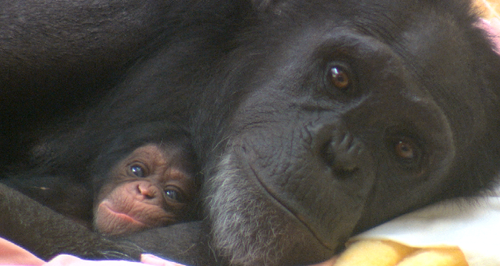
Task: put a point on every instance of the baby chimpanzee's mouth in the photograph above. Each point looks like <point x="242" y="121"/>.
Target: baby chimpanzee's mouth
<point x="120" y="217"/>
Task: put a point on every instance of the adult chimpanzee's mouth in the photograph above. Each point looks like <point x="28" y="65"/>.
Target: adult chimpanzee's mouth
<point x="286" y="208"/>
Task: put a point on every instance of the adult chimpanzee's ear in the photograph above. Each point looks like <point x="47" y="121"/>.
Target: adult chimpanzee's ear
<point x="263" y="5"/>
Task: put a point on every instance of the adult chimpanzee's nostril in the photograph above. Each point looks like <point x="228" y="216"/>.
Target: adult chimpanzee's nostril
<point x="341" y="154"/>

---+---

* **Exercise description**
Rewrite the records above with every occurrence of "photograph" changed to "image", keeping everything else the same. Leave the pictures out of your answer.

* **Complete answer**
Task: put a point on every instance of the baby chimpanzee's mouth in the image above. Each point looks like <point x="242" y="121"/>.
Target: baby chimpanzee's mouth
<point x="120" y="217"/>
Task: put a point on every instance of the adult chimpanzee's mouth in the image above. Each point looks like <point x="28" y="65"/>.
Target: adult chimpanzee's mouth
<point x="286" y="208"/>
Task: put a point on every instance of the adult chimpanzee's ear in the image above. Each point looks like <point x="47" y="121"/>.
Target: adult chimpanzee's ear
<point x="263" y="5"/>
Task: put a point on every instance of the adult chimpanzee's nostril in the image above. Each point looks like <point x="228" y="216"/>.
Target: adult chimpanzee's nostril
<point x="341" y="154"/>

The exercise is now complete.